→ BRANO DA LEGGERE

::::::

Nel 1861 la repressione violenta decisa dai governanti torinesi contro gli episodi di ribellone provoco’ un crescendo di episodi di insorgenza, sino a giungere nell’ex Regno delle Due Sicilie ad una vera e propria “guerra civile”, vilmente definita (e passata alla Storia ufficiale) come “Brigantaggio meridionale”.
Nel 1866, l’Impero austriaco fu’ costretto a cedere il Lombardo e la Venezia a causa della disfatta del suo esercito battuto dai Prussiani nella battaglia di Koenigsgraez il 3 Luglio (a Sadowa, in Boemia), questo nonostante il Regno d’Italia (entrato “prontamente” in guerra contro l’Austria dopo la loro sconfitta militare) fosse stato sonoramente battuto sia per terra (Custoza, 22-27 Luglio) che per mare (Lissa, 20 Luglio) dalle truppe austro-venete.
Per questo l’Austria, non volendo darla direttamente a chi aveva sconfitto, cedette segretamente la Venezia alla Francia, a sua volta d’accordo di passarla agli italiani con la clausola “vessatoria” di tenere un plebiscito sull’annessione.
Plebiscito tenutosi il 21 e 22 Ottobre dello stesso anno, vistosamente plagiato dagli italiani che diede l’incredibile risultato del 99.99% di voti favorevoli all’annessione.
Un primato storico mai piu’ eguagliato da nessun’altra dittatura, neppure da quelle comuniste di Stalin, Mao Tze-tung e Pol Pot (vedi l’ottima descrizione fatta da Ettore Beggiato nel suo libro “La Grande Truffa, il Plebiscito di annessione del Veneto all’Italia, Ed.Universitaria Venezia, 2007)
D’altronde come credere che le Popolazioni venete fossero felici di perdere le loro indipendenza (con l’Austria-Ungheria avevano un loro Stato autonomo, il Lombardo-Veneto) e finire nel nulla del Regno italico? (Le regioni furono create solo nel 1970, ben 104 anni dopo).
Quella che fu la ultramillenaria, gloriosa e benestante Serenissima Repubblica Veneta cadde nel servaggio piu’ bieco e nella miseria piu’ nera, le cerimonie pubbliche furono vietate, fu inasprito il servizio di leva obbligatorio togliendo braccia necessarie alla agricoltura, furono raddoppiate tasse e gabelle e triplicate le forze di polizia rispetto ai precedenti dominatori austriaci, vennero chiuse o trasferite le piu’ importanti attivita’ manifatturiere a favore di altre aree (in primis il triangolo Torino-Genova-Milano) infine l’italica burocrazia improvvisata e incompetente inizio’ l’opera di distruzione sistematica della cultura tradizionale e della buona amministrazione.
Il Popolo Veneto conobbe, per la prima volta nella sua Storia, l’umiliazione di un’emigrazione per fame, interi paesi e villaggi si svuotarono, un vero esodo neppure eguagliato dalle emigrazioni di massa successive la prima e la seconda Guerra mondiale. (Emilio Franzina, “Merica Merica”, Feltrinelli ed.1979).

::::::

→ ESTRATTO DEI DATI
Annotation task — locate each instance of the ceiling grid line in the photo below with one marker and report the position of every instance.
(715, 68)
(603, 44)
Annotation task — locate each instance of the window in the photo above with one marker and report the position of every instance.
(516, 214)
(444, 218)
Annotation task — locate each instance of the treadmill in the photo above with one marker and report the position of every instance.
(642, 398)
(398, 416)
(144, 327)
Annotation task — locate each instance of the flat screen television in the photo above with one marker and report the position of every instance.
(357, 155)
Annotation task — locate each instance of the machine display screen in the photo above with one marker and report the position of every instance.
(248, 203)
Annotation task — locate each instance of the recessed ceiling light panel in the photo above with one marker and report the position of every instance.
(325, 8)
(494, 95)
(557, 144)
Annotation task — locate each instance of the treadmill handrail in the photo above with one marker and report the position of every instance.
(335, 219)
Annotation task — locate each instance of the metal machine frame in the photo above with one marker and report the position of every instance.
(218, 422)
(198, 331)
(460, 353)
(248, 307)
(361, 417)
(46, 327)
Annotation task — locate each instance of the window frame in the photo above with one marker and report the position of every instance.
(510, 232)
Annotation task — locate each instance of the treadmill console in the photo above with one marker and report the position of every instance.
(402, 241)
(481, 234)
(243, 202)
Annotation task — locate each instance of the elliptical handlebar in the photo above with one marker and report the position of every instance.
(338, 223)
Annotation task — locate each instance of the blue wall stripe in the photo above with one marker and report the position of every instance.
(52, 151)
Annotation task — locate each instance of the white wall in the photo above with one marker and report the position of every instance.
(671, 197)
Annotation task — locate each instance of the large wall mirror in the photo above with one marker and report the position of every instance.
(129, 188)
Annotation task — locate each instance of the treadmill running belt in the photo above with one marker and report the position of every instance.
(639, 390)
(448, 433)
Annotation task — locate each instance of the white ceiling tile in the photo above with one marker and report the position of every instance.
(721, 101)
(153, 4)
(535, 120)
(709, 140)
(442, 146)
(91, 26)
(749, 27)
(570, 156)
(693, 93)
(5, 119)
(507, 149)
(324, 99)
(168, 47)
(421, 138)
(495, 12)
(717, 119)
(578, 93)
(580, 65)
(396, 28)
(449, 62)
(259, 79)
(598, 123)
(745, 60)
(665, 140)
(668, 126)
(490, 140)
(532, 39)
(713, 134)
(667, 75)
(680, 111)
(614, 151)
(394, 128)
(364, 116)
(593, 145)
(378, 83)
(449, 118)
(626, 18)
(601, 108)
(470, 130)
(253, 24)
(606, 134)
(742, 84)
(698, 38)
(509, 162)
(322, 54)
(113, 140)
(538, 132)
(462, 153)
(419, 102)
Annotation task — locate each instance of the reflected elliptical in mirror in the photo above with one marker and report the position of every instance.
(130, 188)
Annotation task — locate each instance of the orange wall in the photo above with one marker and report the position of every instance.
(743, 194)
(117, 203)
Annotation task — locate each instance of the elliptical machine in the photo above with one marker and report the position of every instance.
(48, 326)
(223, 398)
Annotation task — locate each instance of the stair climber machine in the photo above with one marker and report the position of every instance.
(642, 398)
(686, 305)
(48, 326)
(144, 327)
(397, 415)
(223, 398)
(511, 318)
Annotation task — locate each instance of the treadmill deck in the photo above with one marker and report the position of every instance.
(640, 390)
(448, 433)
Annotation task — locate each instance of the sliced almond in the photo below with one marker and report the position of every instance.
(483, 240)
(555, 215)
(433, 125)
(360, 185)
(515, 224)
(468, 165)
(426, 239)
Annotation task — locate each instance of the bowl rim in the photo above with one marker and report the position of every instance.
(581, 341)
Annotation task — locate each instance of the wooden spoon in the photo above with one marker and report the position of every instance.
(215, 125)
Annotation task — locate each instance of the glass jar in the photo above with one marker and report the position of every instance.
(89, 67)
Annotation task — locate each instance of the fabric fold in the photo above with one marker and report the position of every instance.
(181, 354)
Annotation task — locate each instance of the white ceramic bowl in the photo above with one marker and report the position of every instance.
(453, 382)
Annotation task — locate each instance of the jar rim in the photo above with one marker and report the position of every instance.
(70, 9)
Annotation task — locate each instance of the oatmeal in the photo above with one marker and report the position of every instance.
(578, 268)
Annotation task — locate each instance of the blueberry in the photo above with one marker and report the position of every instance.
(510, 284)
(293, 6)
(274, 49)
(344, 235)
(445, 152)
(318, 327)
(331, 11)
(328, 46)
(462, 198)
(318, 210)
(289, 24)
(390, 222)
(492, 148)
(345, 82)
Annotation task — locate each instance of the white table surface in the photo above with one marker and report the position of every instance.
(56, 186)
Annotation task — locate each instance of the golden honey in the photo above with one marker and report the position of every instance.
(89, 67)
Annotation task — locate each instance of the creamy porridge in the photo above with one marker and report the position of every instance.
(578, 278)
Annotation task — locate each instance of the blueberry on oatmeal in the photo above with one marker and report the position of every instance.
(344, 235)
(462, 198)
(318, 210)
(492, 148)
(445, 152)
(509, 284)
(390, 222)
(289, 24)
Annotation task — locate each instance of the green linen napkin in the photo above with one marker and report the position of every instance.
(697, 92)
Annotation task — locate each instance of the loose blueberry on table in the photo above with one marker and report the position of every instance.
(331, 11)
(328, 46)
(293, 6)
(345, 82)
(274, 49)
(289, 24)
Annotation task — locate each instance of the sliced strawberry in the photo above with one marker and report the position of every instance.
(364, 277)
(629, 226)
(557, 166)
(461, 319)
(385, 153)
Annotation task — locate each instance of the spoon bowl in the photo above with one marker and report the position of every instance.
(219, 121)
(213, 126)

::::::

→ CONSEGNE
**1)** Rispondi a queste domande sul brano sull'annessione del Veneto:
(a) In quali giorni si tenne il plebiscito sull'annessione?
(b) A quale Paese l'Austria cedette segretamente la Venezia?
(c) In che anno furono create le regioni?
**2)** Prosegui il brano sull'annessione del Veneto, riprendendo subito dopo la sua ultima frase.

→ RISPOSTE ALLE CONSEGNE
**1)**
(a) Il 21 e il 22 ottobre 1866.
(b) Alla Francia.
(c) Nel 1970.

**2)**
Conclusioni
Riesaminato il cosiddetto “risorgimento” italiano secondo quanto accaduto realmente e considerati i suoi riflessi negativi e duraturi nel tempo, non si comprende per quali motivi i Veneti ed altri Popoli annessi a questo Stato debbano celebrarlo, a proprie spese, nonche’ festeggiare i 140 e rotti anni dell’unita’ statuale italiana.
Viene a chiedersi cosa ci sia da festeggiare, forse la perdita dell’indipendenza ed il passaggio da una monarchia straniera tollerante ed organizzata ad un’altra ancora piu’ straniera, retrograda ed inefficente?
Oppure la distruzione del nostro tessuto produttivo, la disoccupazione, la fame, la pellagra, l’emigrazione biblica causate da tale annessione?
Forse la colonizzazione forzosa culturale, linguistica ed economica imposta dai monarchici savoiardi (poi continuata dai fascisti e quindi dai repubblicani Italiani)?
Oppure l’opprimente burocrazia dei nuovi “liberatori”, l’arrivo della Mafia e di solerti “gauleiter” e “Quislng” esecutori di ordini biechi e centralisti?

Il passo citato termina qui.